The records.
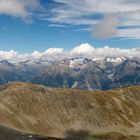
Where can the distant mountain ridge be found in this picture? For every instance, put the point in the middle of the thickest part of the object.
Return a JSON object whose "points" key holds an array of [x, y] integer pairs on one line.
{"points": [[79, 72]]}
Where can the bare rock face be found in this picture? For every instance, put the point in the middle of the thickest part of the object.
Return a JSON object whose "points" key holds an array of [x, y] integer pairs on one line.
{"points": [[67, 113]]}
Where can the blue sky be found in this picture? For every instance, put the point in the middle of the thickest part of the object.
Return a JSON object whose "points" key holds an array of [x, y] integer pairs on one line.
{"points": [[30, 25]]}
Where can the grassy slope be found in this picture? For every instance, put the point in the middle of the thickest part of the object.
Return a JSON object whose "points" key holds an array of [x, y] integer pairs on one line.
{"points": [[58, 112]]}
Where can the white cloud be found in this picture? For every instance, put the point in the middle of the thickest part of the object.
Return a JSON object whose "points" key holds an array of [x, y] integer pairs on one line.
{"points": [[53, 51], [8, 54], [83, 50], [18, 8], [84, 12]]}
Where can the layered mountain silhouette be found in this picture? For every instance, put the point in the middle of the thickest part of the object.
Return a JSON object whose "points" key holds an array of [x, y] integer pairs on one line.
{"points": [[69, 113], [80, 72]]}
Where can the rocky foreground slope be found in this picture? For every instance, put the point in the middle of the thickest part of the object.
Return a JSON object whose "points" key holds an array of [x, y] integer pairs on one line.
{"points": [[71, 114]]}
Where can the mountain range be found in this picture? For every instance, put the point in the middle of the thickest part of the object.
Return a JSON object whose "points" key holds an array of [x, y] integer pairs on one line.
{"points": [[79, 72]]}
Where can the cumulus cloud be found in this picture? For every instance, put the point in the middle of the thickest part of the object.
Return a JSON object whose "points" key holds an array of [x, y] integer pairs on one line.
{"points": [[19, 8], [83, 50]]}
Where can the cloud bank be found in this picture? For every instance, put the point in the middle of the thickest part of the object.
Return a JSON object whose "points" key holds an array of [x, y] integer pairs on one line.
{"points": [[83, 50], [104, 17]]}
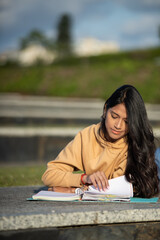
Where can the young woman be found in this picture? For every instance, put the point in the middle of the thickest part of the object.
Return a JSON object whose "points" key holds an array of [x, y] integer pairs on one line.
{"points": [[122, 144]]}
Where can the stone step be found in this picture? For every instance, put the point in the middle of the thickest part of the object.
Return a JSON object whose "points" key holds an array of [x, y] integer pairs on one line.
{"points": [[30, 110], [38, 145]]}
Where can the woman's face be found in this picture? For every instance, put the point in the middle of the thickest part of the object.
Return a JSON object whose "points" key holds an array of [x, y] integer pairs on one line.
{"points": [[116, 122]]}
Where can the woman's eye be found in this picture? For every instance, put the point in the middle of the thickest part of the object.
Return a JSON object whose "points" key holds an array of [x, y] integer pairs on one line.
{"points": [[113, 116]]}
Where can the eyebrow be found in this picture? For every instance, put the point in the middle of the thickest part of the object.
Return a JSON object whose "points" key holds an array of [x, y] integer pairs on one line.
{"points": [[116, 114]]}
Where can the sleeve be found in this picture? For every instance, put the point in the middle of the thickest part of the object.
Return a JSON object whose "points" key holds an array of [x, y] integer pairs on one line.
{"points": [[120, 169], [60, 171]]}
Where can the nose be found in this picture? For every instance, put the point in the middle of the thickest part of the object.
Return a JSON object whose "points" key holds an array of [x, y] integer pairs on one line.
{"points": [[118, 124]]}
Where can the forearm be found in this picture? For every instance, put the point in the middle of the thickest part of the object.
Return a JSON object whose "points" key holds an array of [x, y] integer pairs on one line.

Task directions.
Retype each line of the records exactly as it reads; no pictures belong in the copy.

Output of the task.
Where can the distant mountain ridge be found in this picture? For every instance, put the point in the middle of the thickest part of the object.
Return a JSON object whose "points" key holds an array of [x, y] integer pairs on one line.
{"points": [[79, 72]]}
Where can the bare rock face be found in this picture? For every instance, put the point in the middle of the thickest part of the object.
Return a JSON object whose "points" key holds an array of [x, y] integer pairs on one line.
{"points": [[67, 113]]}
Where can the blue sky be found in this picture? For every instance, put the point in the middle of the thickest part of the object.
Return a JSON object whose "points" key holds an array of [x, y] integer pairs on one line.
{"points": [[30, 25]]}
Where can the grassy slope be found in this picture? For every instance, put the point in the middle of the thickest part of the object.
Return a JSON object whose "points" key holds an array of [x, y] integer pairs on one line.
{"points": [[58, 112]]}
Where can the white cloud be found in this picture? For every instance, put the point in the middle of the thickest part of the object.
Return a JSON object whose "points" key holds an array of [x, y] integer pairs on one line.
{"points": [[53, 51], [8, 54], [83, 50], [18, 8], [84, 12]]}
Where can the layered mountain silhouette be found in this picture? For every instance, put the point in the middle of the thickest part of the object.
Return a JSON object whose "points" key holds an array of [x, y] integer pairs on one line.
{"points": [[69, 113], [80, 72]]}
Where can the rocky foreground slope be found in this picture? For every instance, put the point in the middle of the thickest part of the object.
Return a JSON object whose "points" key holds an array of [x, y] integer pairs on one line.
{"points": [[71, 114]]}
Where can the mountain range be found in this picture? For every instance, put the point in the middle of the thickest part of the object.
Return a JSON object whose "points" key holds an array of [x, y] integer pairs on one line.
{"points": [[79, 72]]}
Where can the cumulus cloud be found in this picture? For every instance, put the point in the middle of the thickest part of the object.
Return a JSON object whose "points" key holds an array of [x, y] integer pairs on one line.
{"points": [[19, 8], [83, 50]]}
Where can the cloud bank be found in this picture? For every instance, put the point in the middle of the thickest part of the object.
Return a JSON object whose "points" key holds an array of [x, y] integer pairs on one line.
{"points": [[83, 50], [104, 17]]}
Where can the young woman be found in this picture? For every instance, put the point in the middle of the thickest part of the object.
Return a JSON object whose "points" key holds an array of [x, y] integer pairs on one line.
{"points": [[122, 144]]}
Where can the stone step be found in this picture? For every instance, put the point in the middle of the thickest part of the object.
Return a JSON object whose "points" key holds an array of [x, y] integer pairs on one line.
{"points": [[30, 110], [38, 145]]}
Where can the woman's face be found in this picture? For every instance, put the point in the middle of the thickest part of the object.
Return a JSON object whose "points" key holds an array of [x, y] integer pairs on one line.
{"points": [[116, 122]]}
Where can the woman's eye be found in this picture? For every instance, put the point in the middle of the thickest part of the object.
Return a JSON object whose "points" key holds an array of [x, y] integer pairs on one line.
{"points": [[113, 116]]}
Where can the eyebrow be found in this picture? For every instance, put the point in the middle of the thickest part of the object.
Return a JSON object whose "points" key holds an array of [x, y] integer pairs on one line.
{"points": [[116, 114]]}
Where can the sleeve be found in this picture? For every instance, put the point in the middle of the thickest part of the object.
Return a JSON object whose "points" key holds an array of [x, y] integer pairs on one line.
{"points": [[120, 169], [60, 171]]}
Where can the nose be found in this picture? For every instance, put the point in the middle of the thickest part of the object.
Return a JSON object whose "points" key holds an array of [x, y] integer pairs on one line.
{"points": [[118, 124]]}
Where can the forearm be found in this picture? For every instance, put the point in the middle of the thickest part of the object.
Return a JSON object whose "points" key holds an array of [x, y] integer pairs on one line.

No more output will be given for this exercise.